▸ **SET EXERCISE 1**
List every programming language named in the comment thread.

The more I used ocaml the more I found beauty in the syntax. It’s very ergonomic in many ways:

1. It’s whitespace insensitive, which means I can code something up really messy and the code formatted will automatically fix it up for me.

2. In general there aren’t a ton of punctuation characters that are very common, which is great for typing ergonomics. Don’t get me wrong, there are still a lot of symbols, but I feel compared to some languages such as Rust, they’re used a lot less.

Beyond the syntax, there are a couple of things I really like about the language itself:

1. Due to the way the language is scoped, whenever you encounter a variable you don’t recognize, you simply have to search in the up direction to find its definition, unless it’s explicitly marked as “rec”. This is helpful if you’re browsing code without any IDE tooling, there’s less guessing involved in finding where things are defined. Downside: if the “open” keyword is used to put all of a module’s values in scope, you’re usually gonna have a bad time.

2. The core language is very simple; in general there are three kinds of things that matter: values, types, and modules. All values have a type, and all values and types are defined in modules.

3. It’s very easy to nest let bindings in order to help localize the scope of intermediate values.

4. It has a very fast compiler with separate compilation. The dev cycle is usually very tight (oftentimes practically instantaneous).

5. Most of the language encourages good practice through sane defaults, but accessing escape hatches to do “dirty” things is very easy to do.

6. The compiler has some restrictions which may seem arcane, such as the value restriction and weak type variables, but they are valuable in preventing you from shooting yourself in the foot, and they enable some other useful features of the language such as local mutation.

bloomingkales 8 hours ago | parent [-]

2. In general there aren’t a ton of punctuation characters that are very common, which is great for typing ergonomics. Don’t get me wrong, there are still a lot of symbols, but I feel compared to some languages such as Rust, they’re used a lot less.

I never really seen someone put that into words. I always feel a certain kind of weird when I look at a language with tons of punctuation (Typescript is good example).

lolinder 36 minutes ago | parent | next [-]

I feel the opposite—the typing ergonomics are better with a lower-punctuation language, but the reading ergonomics are substantially worse.

▸ **SET EXERCISE 2**
Please rewrite everything in the rows from the line containing "job | pin one point per instance of the lace" down to the last row, shifting every coordinate in the answers by adding 95 to each number.

▸ **ENTRIES PROVIDED**
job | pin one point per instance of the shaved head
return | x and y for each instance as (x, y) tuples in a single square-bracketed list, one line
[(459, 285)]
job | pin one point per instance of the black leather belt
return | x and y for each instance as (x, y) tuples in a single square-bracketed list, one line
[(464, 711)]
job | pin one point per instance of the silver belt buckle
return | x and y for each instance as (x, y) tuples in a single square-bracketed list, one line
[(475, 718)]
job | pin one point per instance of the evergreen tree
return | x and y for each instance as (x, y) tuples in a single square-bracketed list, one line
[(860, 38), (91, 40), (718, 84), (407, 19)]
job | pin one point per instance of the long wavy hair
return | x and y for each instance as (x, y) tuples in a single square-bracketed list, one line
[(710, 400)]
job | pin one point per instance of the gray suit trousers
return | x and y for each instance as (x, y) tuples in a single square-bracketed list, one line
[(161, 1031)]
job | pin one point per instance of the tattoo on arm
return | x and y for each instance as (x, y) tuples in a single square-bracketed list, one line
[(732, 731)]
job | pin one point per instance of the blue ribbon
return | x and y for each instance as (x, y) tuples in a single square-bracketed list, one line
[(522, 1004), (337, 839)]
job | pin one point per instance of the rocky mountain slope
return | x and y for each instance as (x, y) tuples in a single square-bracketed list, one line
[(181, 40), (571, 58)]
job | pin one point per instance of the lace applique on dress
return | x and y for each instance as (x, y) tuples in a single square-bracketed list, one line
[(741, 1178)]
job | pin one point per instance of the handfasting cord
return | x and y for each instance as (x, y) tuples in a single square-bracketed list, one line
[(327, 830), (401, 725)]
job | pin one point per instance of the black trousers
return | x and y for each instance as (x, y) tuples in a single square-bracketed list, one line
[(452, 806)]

▸ **WRITTEN RESPONSE 1**
ocaml, Rust, Typescript

▸ **WRITTEN RESPONSE 2**
job | pin one point per instance of the lace applique on dress
return | x and y for each instance as (x, y) tuples in a single square-bracketed list, one line
[(836, 1273)]
job | pin one point per instance of the handfasting cord
return | x and y for each instance as (x, y) tuples in a single square-bracketed list, one line
[(422, 925), (496, 820)]
job | pin one point per instance of the black trousers
return | x and y for each instance as (x, y) tuples in a single square-bracketed list, one line
[(547, 901)]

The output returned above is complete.